WHAT THE TASK REQUIRES:
Do not include the pictures; repeat the rest of the data exactly.

GIVEN ENTRIES:
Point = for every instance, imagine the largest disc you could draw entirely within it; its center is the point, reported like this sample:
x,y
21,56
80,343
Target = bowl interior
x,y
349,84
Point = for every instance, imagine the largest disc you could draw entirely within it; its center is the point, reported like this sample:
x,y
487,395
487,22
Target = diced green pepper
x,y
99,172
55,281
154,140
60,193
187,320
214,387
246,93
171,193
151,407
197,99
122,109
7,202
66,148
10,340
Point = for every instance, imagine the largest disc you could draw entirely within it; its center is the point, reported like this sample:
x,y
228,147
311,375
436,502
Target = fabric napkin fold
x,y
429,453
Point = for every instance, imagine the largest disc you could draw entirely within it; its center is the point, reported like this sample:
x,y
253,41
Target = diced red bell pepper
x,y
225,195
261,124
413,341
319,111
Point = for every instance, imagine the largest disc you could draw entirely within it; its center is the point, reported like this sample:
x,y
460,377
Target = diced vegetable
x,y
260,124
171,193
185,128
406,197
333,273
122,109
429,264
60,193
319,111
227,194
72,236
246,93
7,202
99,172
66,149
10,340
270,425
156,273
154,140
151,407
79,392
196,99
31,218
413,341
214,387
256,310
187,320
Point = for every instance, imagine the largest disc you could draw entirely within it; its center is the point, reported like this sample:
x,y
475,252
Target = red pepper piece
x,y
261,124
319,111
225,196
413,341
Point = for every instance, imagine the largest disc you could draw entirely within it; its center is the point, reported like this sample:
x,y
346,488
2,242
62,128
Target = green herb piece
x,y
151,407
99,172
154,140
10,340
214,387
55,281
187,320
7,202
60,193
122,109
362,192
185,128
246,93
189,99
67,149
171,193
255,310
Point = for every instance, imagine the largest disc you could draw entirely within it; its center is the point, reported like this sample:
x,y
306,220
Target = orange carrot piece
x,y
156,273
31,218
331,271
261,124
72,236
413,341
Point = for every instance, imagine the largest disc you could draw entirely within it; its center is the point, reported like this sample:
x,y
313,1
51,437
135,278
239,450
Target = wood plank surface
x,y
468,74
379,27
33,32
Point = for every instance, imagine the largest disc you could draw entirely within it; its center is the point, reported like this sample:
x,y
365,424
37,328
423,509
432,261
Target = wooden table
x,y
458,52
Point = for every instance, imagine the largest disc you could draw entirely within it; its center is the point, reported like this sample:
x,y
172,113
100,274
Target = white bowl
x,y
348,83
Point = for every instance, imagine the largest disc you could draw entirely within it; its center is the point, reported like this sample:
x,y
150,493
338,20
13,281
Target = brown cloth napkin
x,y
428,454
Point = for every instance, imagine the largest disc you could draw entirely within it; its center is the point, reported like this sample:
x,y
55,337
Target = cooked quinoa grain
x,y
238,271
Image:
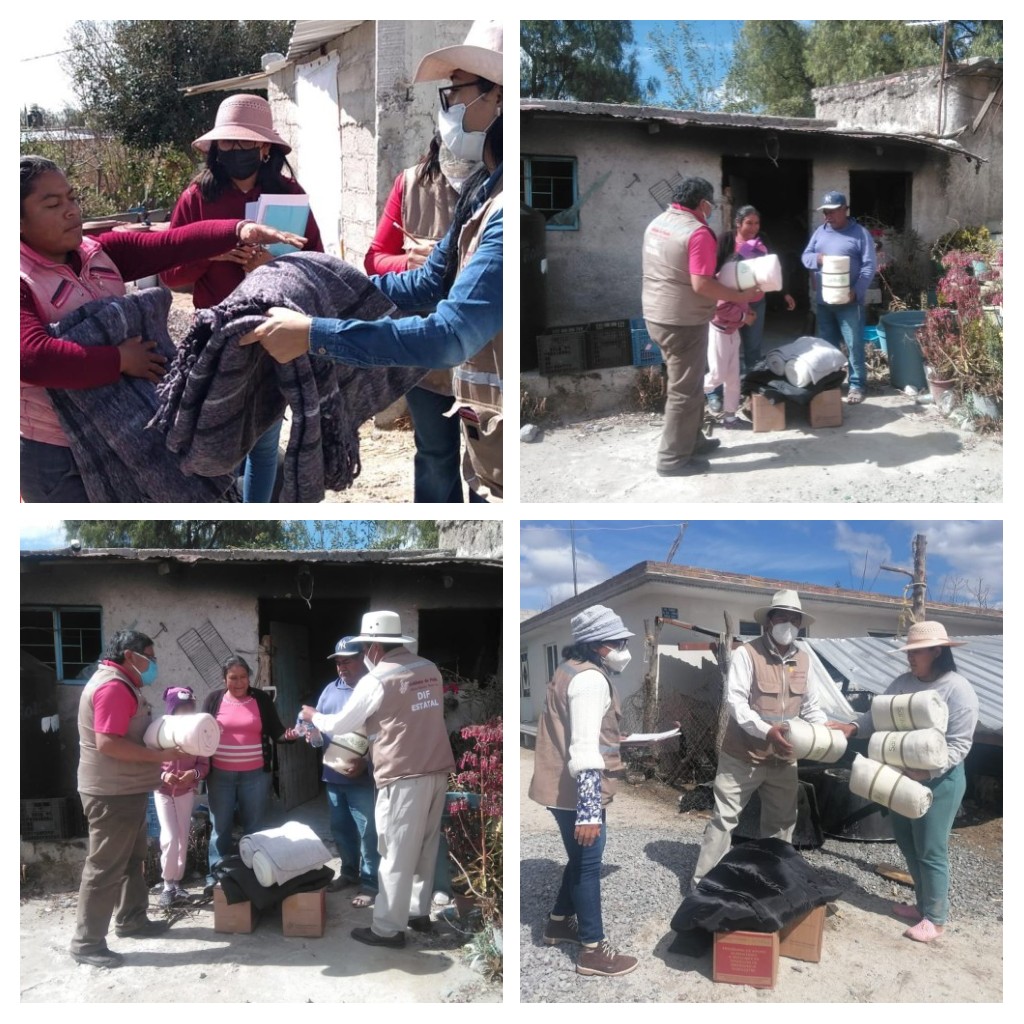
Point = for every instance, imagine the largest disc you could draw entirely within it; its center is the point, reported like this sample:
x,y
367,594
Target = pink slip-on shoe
x,y
924,931
906,912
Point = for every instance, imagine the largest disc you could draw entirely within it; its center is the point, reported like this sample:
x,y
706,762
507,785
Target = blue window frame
x,y
549,184
68,638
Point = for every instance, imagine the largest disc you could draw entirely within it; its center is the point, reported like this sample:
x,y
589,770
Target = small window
x,y
549,184
551,658
68,639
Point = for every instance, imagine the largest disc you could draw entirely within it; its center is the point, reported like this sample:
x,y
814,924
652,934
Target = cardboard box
x,y
766,416
304,914
801,939
826,409
239,919
745,958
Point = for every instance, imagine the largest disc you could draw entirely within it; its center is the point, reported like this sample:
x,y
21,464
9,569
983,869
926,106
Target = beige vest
x,y
99,775
552,784
777,691
410,723
426,213
478,383
668,293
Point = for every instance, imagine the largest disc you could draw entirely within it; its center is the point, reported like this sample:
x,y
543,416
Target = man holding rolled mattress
x,y
840,322
350,788
768,683
400,705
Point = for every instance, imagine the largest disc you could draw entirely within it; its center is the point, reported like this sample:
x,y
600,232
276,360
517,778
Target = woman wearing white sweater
x,y
576,766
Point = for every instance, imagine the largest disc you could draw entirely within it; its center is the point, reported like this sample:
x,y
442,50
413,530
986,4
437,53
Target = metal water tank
x,y
532,284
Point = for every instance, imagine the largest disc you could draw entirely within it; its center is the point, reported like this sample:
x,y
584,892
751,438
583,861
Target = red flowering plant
x,y
473,821
960,340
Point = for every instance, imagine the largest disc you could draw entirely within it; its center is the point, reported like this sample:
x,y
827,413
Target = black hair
x,y
32,169
690,192
125,640
213,179
429,165
236,660
743,212
472,192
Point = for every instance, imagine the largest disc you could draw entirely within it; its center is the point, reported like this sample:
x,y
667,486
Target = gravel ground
x,y
649,858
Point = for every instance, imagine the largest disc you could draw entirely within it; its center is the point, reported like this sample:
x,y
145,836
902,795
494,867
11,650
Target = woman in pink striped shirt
x,y
242,766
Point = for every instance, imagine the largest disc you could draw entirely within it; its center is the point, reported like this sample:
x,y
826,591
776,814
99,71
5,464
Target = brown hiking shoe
x,y
604,962
561,931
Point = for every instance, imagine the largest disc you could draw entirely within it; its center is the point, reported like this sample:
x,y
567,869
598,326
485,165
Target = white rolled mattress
x,y
278,855
197,734
815,742
925,710
921,749
890,787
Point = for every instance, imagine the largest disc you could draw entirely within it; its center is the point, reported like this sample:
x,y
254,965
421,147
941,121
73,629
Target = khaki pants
x,y
735,782
409,828
685,352
113,875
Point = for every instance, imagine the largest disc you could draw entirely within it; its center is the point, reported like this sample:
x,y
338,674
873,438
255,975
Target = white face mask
x,y
615,660
467,145
784,633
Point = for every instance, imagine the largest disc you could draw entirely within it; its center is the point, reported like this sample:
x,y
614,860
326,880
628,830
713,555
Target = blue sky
x,y
829,552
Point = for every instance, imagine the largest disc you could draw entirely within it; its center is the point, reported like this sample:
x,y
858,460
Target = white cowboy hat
x,y
783,600
923,635
381,627
480,54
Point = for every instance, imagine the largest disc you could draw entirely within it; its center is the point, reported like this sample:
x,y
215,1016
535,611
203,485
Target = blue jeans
x,y
839,324
581,889
49,473
261,467
436,469
354,832
925,844
224,791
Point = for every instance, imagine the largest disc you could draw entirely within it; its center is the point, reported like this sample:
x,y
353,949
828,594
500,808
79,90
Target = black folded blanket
x,y
218,397
759,886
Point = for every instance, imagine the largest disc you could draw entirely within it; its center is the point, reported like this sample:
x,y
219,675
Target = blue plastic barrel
x,y
906,367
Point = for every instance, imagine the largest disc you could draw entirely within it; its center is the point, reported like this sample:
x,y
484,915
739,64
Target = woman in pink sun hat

OUTPUT OF THE TASK:
Point = for every instance, imagine the largest disc you could draw entirely within it; its center is the point, reported like this sample:
x,y
21,56
80,343
Target = bowl interior
x,y
349,84
Point = for every instance, imagine the largest disc you could draw entirely within it; its center is the point, reported like this sample:
x,y
487,395
487,22
Target = diced green pepper
x,y
99,172
55,281
154,140
60,193
187,320
214,387
246,93
171,193
151,407
197,99
122,109
7,202
66,148
10,340
Point = for every instance, imagine the largest disc you could draw entirely within it; its center is the point, reported like this sample:
x,y
228,147
311,375
436,502
Target = fabric napkin fold
x,y
429,453
Point = for every instance, imagine the largest disc you could draw entirely within it; its center is the point, reported like this sample:
x,y
253,41
Target = diced red bell pepper
x,y
225,195
261,124
413,341
319,111
Point = for every instance, imagine the largest disc you could draw entirely within it; its center is the point, reported like this sample:
x,y
460,377
Target = diced vegetable
x,y
260,124
171,193
185,128
406,197
333,273
122,109
429,264
60,193
319,111
227,194
72,236
246,93
7,202
99,172
66,149
10,340
270,425
156,273
154,140
151,407
79,392
196,99
31,218
413,341
214,387
256,310
187,320
Point = for every instance, imagine the largest disc you could draw entirely within it; its center is the point, reported like this sample:
x,y
475,252
Target = red pepper piece
x,y
261,124
319,111
225,196
413,341
Point = for every instance, imagine the largest disc you could draw entirely within it; its center is the point, reported like this sample:
x,y
346,488
2,242
62,128
Target = green herb piece
x,y
151,407
99,172
154,140
10,340
214,387
55,281
187,320
7,202
60,193
122,109
362,192
185,128
246,93
189,99
67,149
171,193
255,310
Point = for every instance, imagine the largest disc you could draw entirely within it; its center is the point, reported like this sample:
x,y
306,220
Target = orange carrot piece
x,y
156,273
31,218
331,271
261,124
72,236
413,341
Point = for every instance, imagine the largest disc you could draw entirely within it; its center is the point, reported like this sample:
x,y
313,1
51,437
135,278
239,450
Target = wood plank surface
x,y
468,74
379,27
33,32
Point = for every instance, imagine the largest disc you could draw entirely within it; its center is the point, reported like this sample:
x,y
365,424
37,328
423,509
432,261
Target = wooden table
x,y
458,52
Point = for every instance, imagine the largest disc you could draw entirely within it; its center is the point, reported like this sample:
x,y
172,113
100,274
Target = white bowl
x,y
348,83
Point = for every instance, imagine the largest disc you could draw entirely within it; its center is the point, reported like this sample:
x,y
150,493
338,20
13,281
Target = brown cloth napkin
x,y
428,454
Point = for every instance, imagine the largest disc you could draw entirely within it; its center is the point, reported like this sample:
x,y
55,337
Target = cooked quinoa grain
x,y
238,271
Image:
Point = for every instance, imagine the largest disc you could draw entirely within it; its center is the point, reported like this sample:
x,y
367,594
Target = pink slip-on shoe
x,y
924,931
906,912
Point = for every instance, imagine the largest disc you could draw entirely within it; its center is the point, reported like this sample:
x,y
706,762
507,785
Target = blue window frame
x,y
549,184
68,638
Point = for every instance, imagine the largest disc you could draw entirely within it; its center is the point, reported like this sample:
x,y
589,770
Target = small window
x,y
549,184
551,658
68,639
Point = for every instance, imagine the largest disc you could draw entirely within it; its center is the point, reported like this sample:
x,y
814,924
652,934
Target = cardboard box
x,y
766,416
304,914
801,939
826,409
239,919
745,958
Point = for every instance, imagine the largest disc you could draw entirely within it; its center is the point, reported like this sample:
x,y
21,464
9,569
983,869
926,106
Target = beige vest
x,y
99,775
552,784
777,691
410,723
426,213
478,383
668,293
Point = for every instance, imagine the largest disc you could draw entirely within it; its center is the point, reported like this sample:
x,y
543,416
Target = man holding rolled mattress
x,y
840,322
350,788
768,683
400,705
Point = for every instance, imagine the largest disc you could draw entirely within it; its center is the point, reported like this sample:
x,y
600,232
276,360
517,778
Target = woman wearing white sweater
x,y
576,766
Point = for every instance, imagine the largest disc you could draw entirely within it; its center is the point, reported like this sample:
x,y
442,50
413,530
986,4
437,53
Target = metal water tank
x,y
532,284
Point = for every instance, imagine the largest disc you could draw entirely within it; its center is the point, reported like this sample:
x,y
584,892
751,438
583,861
Target = red flowering plant
x,y
473,821
960,340
Point = for every instance, imagine the largest disc you could draw entirely within it; its center is the point, reported like this sample:
x,y
827,413
Target = black hair
x,y
32,169
690,192
125,640
213,179
429,165
236,660
743,212
472,192
Point = for every instance, imagine the largest disc you could draw entirely within it; its center is the point, reported like this sample:
x,y
667,486
Target = gravel ground
x,y
649,858
Point = for every instance, imagine the largest disc you could draw entirely within it; its center is the point, reported like this sample:
x,y
145,836
902,795
494,867
11,650
Target = woman in pink striped shirt
x,y
242,766
Point = for every instance, imagine the largest disc you could draw entirely within it; its center is the point, reported like this sample:
x,y
826,591
776,814
99,71
5,464
Target = brown hiking shoe
x,y
604,962
561,931
Point = for every instance, imagine the largest disc you could draw entirely within it; its center is the point, reported like this sample:
x,y
567,869
598,326
485,165
Target = white rolled mattress
x,y
278,855
197,734
815,742
925,710
921,749
890,787
Point = for every instance, imagine the largest disc you could draw entirely within it; its center is the point, reported like this sample:
x,y
254,965
421,147
941,121
73,629
Target = khaki pants
x,y
735,782
409,828
685,352
113,875
Point = for every instance, imagine the largest disc you could draw entirely within it; its center is the point, reported like this sample:
x,y
338,674
873,438
255,975
Target = white face mask
x,y
615,660
467,145
784,633
Point = for every instance, imagine the largest disc you could draw entirely within it; its center is the point, reported like this sample:
x,y
614,860
326,880
628,830
713,555
Target = blue sky
x,y
829,552
Point = for every instance, imagine the largest disc you could draw entirely within it; its center is the point, reported like this sample:
x,y
858,460
Target = white cowboy hat
x,y
783,600
923,635
381,627
480,54
Point = for every instance, imagine the largest disc you could draw entirely within it; its center is the point, reported like this sample:
x,y
215,1016
535,611
203,485
Target = blue jeans
x,y
839,324
581,889
49,473
261,467
436,469
354,832
925,844
224,791
Point = for every instance, imagine the largest disc you could draw entirely within it; its center is the point, reported like this sample:
x,y
353,949
828,594
500,808
79,90
Target = black folded blanket
x,y
218,397
759,886
Point = for every instance, imagine the largest disc you could draw entirely within it; its center is the point, reported like this sample:
x,y
219,675
Target = blue plastic barrel
x,y
906,367
Point = for every instance, imagine the largest disc you could draw entirely within it; its center is the point, reported like this sample:
x,y
484,915
739,64
Target = woman in pink sun hat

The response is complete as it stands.